Set exercise
Rewrite the data below as a two-column CSV with the header row instruction,polygons. Give one row per "work" entry, with that entry's text and its complete answer each in a single quoted field and every line break replaced by a space.

Begin

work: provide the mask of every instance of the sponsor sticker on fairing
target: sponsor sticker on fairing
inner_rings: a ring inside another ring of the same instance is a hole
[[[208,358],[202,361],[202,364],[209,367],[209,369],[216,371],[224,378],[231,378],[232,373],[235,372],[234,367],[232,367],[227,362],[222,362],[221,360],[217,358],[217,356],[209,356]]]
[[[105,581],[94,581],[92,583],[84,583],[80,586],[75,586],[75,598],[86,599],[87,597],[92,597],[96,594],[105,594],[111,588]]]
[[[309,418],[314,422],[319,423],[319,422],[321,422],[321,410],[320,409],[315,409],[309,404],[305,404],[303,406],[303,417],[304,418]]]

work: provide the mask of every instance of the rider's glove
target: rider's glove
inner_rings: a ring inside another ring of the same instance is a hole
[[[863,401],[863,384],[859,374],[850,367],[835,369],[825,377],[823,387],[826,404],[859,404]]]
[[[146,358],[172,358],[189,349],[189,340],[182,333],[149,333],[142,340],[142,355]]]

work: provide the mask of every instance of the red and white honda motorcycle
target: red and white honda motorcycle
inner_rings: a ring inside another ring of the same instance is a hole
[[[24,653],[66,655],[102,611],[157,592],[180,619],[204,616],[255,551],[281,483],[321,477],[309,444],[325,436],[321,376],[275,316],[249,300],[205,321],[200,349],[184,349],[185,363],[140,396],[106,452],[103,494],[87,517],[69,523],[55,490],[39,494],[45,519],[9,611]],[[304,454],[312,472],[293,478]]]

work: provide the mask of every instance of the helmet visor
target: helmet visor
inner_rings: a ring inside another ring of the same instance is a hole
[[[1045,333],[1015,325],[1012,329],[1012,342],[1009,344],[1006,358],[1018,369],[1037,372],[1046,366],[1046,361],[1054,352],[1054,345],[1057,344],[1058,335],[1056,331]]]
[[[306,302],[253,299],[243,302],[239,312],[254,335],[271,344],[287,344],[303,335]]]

End

The response
instruction,polygons
"work: provide the mask of every instance of the sponsor sticker on fairing target: sponsor sticker on fairing inner_rings: a ring inside another ring of the same instance is a hole","[[[208,358],[202,361],[202,364],[209,367],[209,369],[216,371],[224,378],[231,378],[232,373],[235,372],[234,367],[232,367],[227,362],[222,362],[221,360],[217,358],[217,356],[209,356]]] [[[105,581],[94,581],[92,583],[84,583],[80,586],[75,586],[75,598],[86,599],[87,597],[92,597],[96,594],[105,594],[111,588]]] [[[309,418],[314,422],[319,423],[319,422],[321,422],[321,410],[320,409],[315,409],[309,404],[305,404],[303,406],[303,417],[304,418]]]"
"work: provide the mask of every instance of the rider's glove target: rider's glove inner_rings: a ring inside another ring of the same instance is a hole","[[[863,401],[863,384],[859,374],[850,367],[835,369],[825,377],[823,387],[826,404],[859,404]]] [[[146,358],[172,358],[189,349],[189,340],[182,333],[149,333],[142,340],[142,355]]]"
"work: provide the mask of every instance of the red and white honda motorcycle target: red and white honda motorcycle inner_rings: a ring inside another ring of the same instance is a hole","[[[24,653],[66,655],[102,611],[157,592],[180,619],[204,616],[255,551],[281,483],[321,477],[309,444],[325,436],[321,376],[275,316],[249,300],[205,321],[200,349],[184,349],[185,363],[140,396],[106,452],[103,494],[87,517],[69,523],[55,490],[39,494],[45,519],[9,611]],[[304,454],[312,472],[293,478]]]"
"work: provide the mask of every instance of the helmet visor target: helmet visor inner_rings: a ring inside another ring of the same instance is a hole","[[[1045,333],[1015,325],[1012,329],[1012,342],[1009,344],[1006,358],[1018,369],[1037,372],[1046,366],[1046,361],[1054,352],[1054,345],[1057,344],[1058,335],[1056,331]]] [[[306,302],[253,299],[243,302],[239,312],[254,335],[271,344],[287,344],[303,335]]]"